Schriftelijke opdracht 1:
Typ uit het fragment over botsingen en planeetrotatie alles over, vanaf "Aan de noordpool" tot en met "het equatoriale vlak).".

Documentfragment:
------------------------------------------------------------------------
Aan de noordpool is een botsing die rakend inslaat aan het aardoppervlak het beste in staat om de oriëntatie van de as te wijzigen. Aan de evenaar zorgen evenwijdige inslagen voor twee effecten gaande van een maximale kanteling van de as zonder de aarde sneller te doen draaien of af te remmen (de botsing loodrecht op het equatoriale vlak) tot het maximaal sneller doen draaien of afremmen van de aardrotatie zonder de as om te duwen (de botsing in het equatoriale vlak).
Botsingen die de rotatie van een planeet versnellen, kunnen immers ook net zo goed de bestaande rotatie afremmen, wanneer hun invalsrichting tegengesteld is aan die van de rotatie. Dit is waarschijnlijk gebeurd met Venus die heel traag roteert (zie tabel VII 1.2) en deze ultratrage rotatie wel zal te wijten hebben aan een botsing met een groot object uit het zonnestelsel. Die botsing moet dan wel hebben plaatsgevonden in het equatoriale vlak van Venus en tegengesteld geweest zijn aan de zin van de bestaande rotatie.
------------------------------------------------------------------------
[Datasetregels over waar objecten voorkomen]
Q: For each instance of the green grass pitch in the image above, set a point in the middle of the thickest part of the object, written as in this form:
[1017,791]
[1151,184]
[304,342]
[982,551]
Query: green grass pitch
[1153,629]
------------------------------------------------------------------------
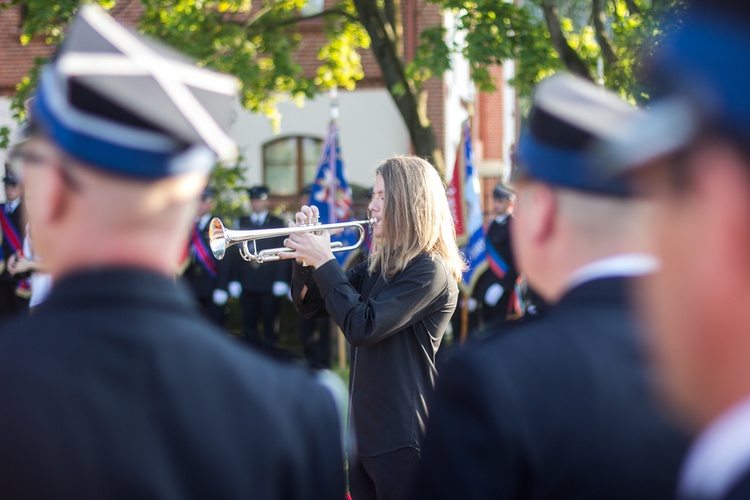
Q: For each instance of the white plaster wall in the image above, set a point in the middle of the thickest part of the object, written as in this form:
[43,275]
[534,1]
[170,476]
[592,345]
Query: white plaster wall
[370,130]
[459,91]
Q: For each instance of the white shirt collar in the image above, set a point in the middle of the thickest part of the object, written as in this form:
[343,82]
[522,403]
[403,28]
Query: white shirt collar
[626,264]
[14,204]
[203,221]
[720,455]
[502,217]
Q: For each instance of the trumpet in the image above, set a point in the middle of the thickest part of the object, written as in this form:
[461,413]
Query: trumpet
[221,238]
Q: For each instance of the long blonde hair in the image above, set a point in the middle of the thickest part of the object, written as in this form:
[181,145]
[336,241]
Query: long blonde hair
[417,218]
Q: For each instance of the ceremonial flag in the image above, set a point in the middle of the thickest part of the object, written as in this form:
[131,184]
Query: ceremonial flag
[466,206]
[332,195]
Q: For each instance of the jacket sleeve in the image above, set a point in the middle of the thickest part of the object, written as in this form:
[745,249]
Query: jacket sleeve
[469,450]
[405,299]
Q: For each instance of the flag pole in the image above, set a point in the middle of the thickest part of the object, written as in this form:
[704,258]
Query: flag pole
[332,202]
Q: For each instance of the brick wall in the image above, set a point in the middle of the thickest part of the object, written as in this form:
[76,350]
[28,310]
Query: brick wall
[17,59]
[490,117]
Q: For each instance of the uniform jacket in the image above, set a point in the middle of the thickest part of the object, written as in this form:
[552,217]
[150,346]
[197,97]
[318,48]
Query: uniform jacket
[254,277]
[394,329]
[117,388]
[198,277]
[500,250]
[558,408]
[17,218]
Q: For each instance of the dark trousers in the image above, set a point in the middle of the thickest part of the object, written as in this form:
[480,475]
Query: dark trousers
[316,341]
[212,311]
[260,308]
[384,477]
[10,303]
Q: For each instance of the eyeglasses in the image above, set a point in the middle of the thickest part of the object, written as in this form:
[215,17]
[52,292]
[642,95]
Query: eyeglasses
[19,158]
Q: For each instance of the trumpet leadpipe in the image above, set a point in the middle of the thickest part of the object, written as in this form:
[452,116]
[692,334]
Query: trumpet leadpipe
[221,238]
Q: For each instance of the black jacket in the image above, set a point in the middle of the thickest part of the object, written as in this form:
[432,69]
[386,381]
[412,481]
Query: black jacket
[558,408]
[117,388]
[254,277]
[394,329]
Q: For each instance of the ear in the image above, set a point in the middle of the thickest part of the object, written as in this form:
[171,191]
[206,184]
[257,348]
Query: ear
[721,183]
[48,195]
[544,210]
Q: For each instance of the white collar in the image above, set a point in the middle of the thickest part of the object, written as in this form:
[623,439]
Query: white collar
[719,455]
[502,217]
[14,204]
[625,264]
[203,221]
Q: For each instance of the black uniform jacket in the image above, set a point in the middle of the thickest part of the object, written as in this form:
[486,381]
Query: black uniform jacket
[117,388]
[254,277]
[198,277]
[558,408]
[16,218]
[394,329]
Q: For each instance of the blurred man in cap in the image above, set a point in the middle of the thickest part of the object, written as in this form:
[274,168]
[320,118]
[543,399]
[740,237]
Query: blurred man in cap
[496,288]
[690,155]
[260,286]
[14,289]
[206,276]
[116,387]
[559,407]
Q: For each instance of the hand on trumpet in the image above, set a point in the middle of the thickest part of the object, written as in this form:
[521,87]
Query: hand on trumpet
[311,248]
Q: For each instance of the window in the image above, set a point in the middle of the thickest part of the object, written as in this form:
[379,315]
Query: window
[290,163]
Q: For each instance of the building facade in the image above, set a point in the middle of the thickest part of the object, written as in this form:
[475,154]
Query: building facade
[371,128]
------------------------------------------------------------------------
Schriftelijke opdracht 2:
Tel hoeveel regels van de lijst het woord "hand" bevatten en geef alleen dat getal.

Uitwerking 1:
Aan de noordpool is een botsing die rakend inslaat aan het aardoppervlak het beste in staat om de oriëntatie van de as te wijzigen. Aan de evenaar zorgen evenwijdige inslagen voor twee effecten gaande van een maximale kanteling van de as zonder de aarde sneller te doen draaien of af te remmen (de botsing loodrecht op het equatoriale vlak) tot het maximaal sneller doen draaien of afremmen van de aardrotatie zonder de as om te duwen (de botsing in het equatoriale vlak).

Uitwerking 2:
2